→ **What the task requires**
Retype the records that follow, every line exactly as written.

Text-to-region grounding data:

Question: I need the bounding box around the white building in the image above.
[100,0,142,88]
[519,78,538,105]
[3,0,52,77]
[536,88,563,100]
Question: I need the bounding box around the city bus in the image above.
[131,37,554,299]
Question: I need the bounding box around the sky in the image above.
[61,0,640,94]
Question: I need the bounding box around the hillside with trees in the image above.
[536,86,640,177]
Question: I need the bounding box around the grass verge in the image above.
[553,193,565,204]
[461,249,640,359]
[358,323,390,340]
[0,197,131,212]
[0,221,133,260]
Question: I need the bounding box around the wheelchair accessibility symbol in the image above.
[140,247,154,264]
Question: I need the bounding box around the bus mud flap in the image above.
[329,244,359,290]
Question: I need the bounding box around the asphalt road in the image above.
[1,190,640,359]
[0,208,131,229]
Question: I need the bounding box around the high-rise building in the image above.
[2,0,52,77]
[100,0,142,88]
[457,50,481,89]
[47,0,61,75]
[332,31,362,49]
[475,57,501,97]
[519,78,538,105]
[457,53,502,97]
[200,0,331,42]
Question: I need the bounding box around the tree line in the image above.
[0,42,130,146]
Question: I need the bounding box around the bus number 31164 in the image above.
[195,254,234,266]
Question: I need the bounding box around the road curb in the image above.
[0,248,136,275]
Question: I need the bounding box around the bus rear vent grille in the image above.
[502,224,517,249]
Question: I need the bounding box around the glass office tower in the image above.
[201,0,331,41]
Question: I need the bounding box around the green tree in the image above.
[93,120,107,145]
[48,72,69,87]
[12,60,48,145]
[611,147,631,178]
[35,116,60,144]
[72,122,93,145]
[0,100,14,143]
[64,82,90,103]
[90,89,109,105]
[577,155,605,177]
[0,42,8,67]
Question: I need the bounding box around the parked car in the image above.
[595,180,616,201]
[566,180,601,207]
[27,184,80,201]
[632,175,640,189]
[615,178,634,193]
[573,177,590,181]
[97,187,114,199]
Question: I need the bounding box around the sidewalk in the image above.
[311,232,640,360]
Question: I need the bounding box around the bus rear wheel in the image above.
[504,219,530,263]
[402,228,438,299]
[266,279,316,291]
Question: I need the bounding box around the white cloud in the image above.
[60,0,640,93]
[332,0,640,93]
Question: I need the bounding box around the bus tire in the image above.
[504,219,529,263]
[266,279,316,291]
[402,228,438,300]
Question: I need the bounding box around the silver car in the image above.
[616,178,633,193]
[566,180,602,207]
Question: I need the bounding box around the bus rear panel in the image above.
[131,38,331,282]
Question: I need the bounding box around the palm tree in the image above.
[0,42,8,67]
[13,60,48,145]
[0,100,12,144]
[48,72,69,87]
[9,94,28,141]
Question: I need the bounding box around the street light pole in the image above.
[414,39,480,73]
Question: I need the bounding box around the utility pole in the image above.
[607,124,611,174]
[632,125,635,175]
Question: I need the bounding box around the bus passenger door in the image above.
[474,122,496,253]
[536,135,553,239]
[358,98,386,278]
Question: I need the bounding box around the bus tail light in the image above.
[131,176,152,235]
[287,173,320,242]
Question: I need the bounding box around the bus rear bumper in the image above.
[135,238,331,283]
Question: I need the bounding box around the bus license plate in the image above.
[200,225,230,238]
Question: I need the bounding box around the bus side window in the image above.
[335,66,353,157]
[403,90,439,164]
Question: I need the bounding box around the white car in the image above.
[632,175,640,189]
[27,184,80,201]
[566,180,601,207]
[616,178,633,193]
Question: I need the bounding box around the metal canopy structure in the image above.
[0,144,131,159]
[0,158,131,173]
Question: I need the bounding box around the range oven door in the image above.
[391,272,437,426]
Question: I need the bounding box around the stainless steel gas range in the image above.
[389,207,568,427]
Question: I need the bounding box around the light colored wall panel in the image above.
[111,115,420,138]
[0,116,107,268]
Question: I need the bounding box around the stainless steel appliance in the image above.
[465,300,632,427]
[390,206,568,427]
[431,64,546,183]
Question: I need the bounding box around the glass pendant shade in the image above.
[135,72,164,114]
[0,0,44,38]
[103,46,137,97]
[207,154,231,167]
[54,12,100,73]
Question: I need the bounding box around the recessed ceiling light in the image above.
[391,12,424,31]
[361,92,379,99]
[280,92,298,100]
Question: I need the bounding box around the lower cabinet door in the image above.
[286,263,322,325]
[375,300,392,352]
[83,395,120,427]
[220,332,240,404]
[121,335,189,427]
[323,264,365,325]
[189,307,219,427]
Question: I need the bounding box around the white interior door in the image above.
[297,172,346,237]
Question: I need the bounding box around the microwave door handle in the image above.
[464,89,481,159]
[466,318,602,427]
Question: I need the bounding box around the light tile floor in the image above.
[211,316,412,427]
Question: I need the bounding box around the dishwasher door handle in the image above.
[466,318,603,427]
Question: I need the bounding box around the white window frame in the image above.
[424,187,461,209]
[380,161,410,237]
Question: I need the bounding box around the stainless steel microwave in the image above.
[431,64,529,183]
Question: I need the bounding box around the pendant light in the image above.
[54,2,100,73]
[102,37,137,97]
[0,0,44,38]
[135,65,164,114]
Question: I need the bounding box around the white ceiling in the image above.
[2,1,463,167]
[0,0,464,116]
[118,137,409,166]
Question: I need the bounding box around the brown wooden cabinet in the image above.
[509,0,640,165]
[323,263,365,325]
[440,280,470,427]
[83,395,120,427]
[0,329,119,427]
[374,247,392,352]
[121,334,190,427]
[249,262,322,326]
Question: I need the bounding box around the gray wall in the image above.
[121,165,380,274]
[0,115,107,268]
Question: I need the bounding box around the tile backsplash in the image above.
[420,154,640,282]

→ **Output**
Question: I need the bounding box around the white building in the image above.
[100,0,142,88]
[519,78,538,105]
[3,0,52,77]
[536,88,563,100]
Question: I need the bounding box around the city bus in the image above.
[131,37,554,299]
Question: I need the bounding box around the sky in the image above.
[61,0,640,94]
Question: I need the bounding box around the hillside with trees in the image above.
[536,86,640,177]
Question: I need the bounding box around the grass verge in the image above.
[553,193,565,204]
[461,249,640,359]
[358,323,390,340]
[0,197,131,212]
[0,221,133,260]
Question: I need the bounding box around the wheelchair accessibility symbol in the image above.
[140,247,154,264]
Question: I need the bounding box around the bus mud flap in the image above.
[329,244,359,290]
Question: I need the bounding box around the asphalt road in the image above.
[1,190,640,359]
[0,208,131,229]
Question: I need the bounding box around the high-rise building in the image above.
[2,0,52,77]
[100,0,142,88]
[457,50,481,89]
[47,0,61,75]
[332,31,362,49]
[475,57,501,97]
[519,78,538,105]
[457,53,502,97]
[200,0,331,42]
Question: I need the bounding box around the tree line in the image above.
[0,42,130,146]
Question: I need the bounding box around the bus number 31164 in the image above.
[195,254,234,266]
Question: I need the bounding box around the road curb in the image above.
[0,248,136,275]
Question: I need the bounding box around the bus rear vent grille in the image above.
[502,224,517,249]
Question: I need the bounding box around the glass office tower in the image above.
[201,0,331,41]
Question: I need the bounding box around the green tree in the image above.
[93,120,107,145]
[48,72,69,87]
[12,60,48,145]
[611,147,631,178]
[35,116,60,144]
[72,122,93,145]
[0,100,14,143]
[64,82,90,103]
[90,89,109,105]
[577,155,605,177]
[0,42,8,67]
Question: I need the bounding box around the parked car in the image above.
[595,180,616,201]
[566,180,601,207]
[27,184,80,201]
[632,175,640,189]
[615,178,634,193]
[573,177,590,181]
[97,187,114,199]
Question: I need the bounding box around the sidewalk in the image above.
[311,232,640,360]
Question: I need the bounding box around the bus rear wheel in the image above.
[504,219,530,263]
[402,228,438,299]
[266,279,316,291]
Question: I need the bounding box around the white cloud in the image above.
[60,0,640,93]
[332,0,640,93]
Question: I need the bounding box around the bus tire in the image above.
[504,219,529,263]
[266,279,316,291]
[402,228,438,300]
Question: I need the bounding box around the silver car in the image above.
[616,178,633,193]
[566,180,602,207]
Question: I need the bounding box around the bus rear panel in the image above.
[131,38,331,282]
Question: I need the bounding box around the palm tree in the image above.
[0,42,8,67]
[13,60,48,145]
[0,100,12,144]
[48,72,69,87]
[9,94,28,141]
Question: I need the bounding box around the street light pole in the image above.
[414,39,480,73]
Question: I need the bounding box around the utility pole in the image above.
[607,124,611,174]
[632,125,635,175]
Question: I need the bounding box around the bus passenger door in the image above.
[474,122,496,253]
[536,135,553,239]
[358,98,386,278]
Question: I need the bounding box around the bus tail light in the image above.
[131,176,152,235]
[287,173,320,242]
Question: I need the bounding box around the bus rear bumper in the image above.
[135,238,331,283]
Question: I need the bounding box around the bus license plate in the image above.
[200,225,230,238]
Question: I need the bounding box around the bus side window in the image above.
[335,66,353,157]
[403,90,439,164]
Question: I need the bounding box around the white car in the image above.
[632,175,640,189]
[27,184,80,201]
[566,180,601,207]
[616,178,633,193]
Question: I need the bounding box around the metal canopy structure in the image above.
[0,144,131,159]
[0,158,131,173]
Question: I need the bounding box around the range oven door in the image above.
[391,272,437,426]
Question: I need the bounding box around the stainless steel gas range in the image above.
[389,207,568,427]
Question: I need the bounding box around the light colored wall panel in the image above.
[111,115,420,138]
[0,116,107,268]
Question: I need the bounding box around the stainless steel appliance in the image above.
[465,300,632,427]
[390,206,568,427]
[431,64,546,183]
Question: I need the bounding box around the glass pendant shade in the image above.
[135,72,164,114]
[0,0,44,38]
[103,46,137,97]
[207,154,231,167]
[54,12,100,73]
Question: I need the bounding box around the recessed ceiling light in the image above.
[391,12,424,31]
[361,92,379,99]
[280,92,298,100]
Question: I need the bounding box around the lower cabinet door in the image above.
[286,263,322,325]
[375,300,392,352]
[83,395,120,427]
[220,332,240,404]
[121,335,189,427]
[323,264,365,325]
[189,307,219,427]
Question: I need the bounding box around the white interior door in the image above.
[297,172,346,237]
Question: I need the bounding box around the microwave door handle in the image above.
[464,89,481,159]
[466,318,602,427]
Question: I need the bounding box around the light tile floor in the image above.
[211,316,412,427]
Question: I need the bounding box around the dishwasher door handle in the image above.
[466,318,603,427]
Question: I need the bounding box around the white window frame in the image above.
[424,187,461,209]
[380,161,410,237]
Question: I need the bounding box around the stainless steel microwave in the image above.
[431,64,529,183]
Question: I need the bounding box around the pendant light in the image above.
[54,2,100,73]
[102,37,137,97]
[0,0,44,38]
[135,65,164,114]
Question: I need the bounding box around the white ceiling in the image above.
[2,1,463,167]
[0,0,464,116]
[118,137,409,166]
Question: I need the bounding box around the brown wooden cabinet in the image above.
[509,0,640,165]
[323,263,365,325]
[440,280,470,427]
[83,395,120,427]
[0,329,119,427]
[374,247,392,352]
[121,334,190,427]
[249,262,322,326]
Question: I need the bounding box around the gray wall in the image above.
[121,165,380,274]
[0,115,107,268]
Question: I need the bounding box around the tile backsplash in the image above.
[420,154,640,282]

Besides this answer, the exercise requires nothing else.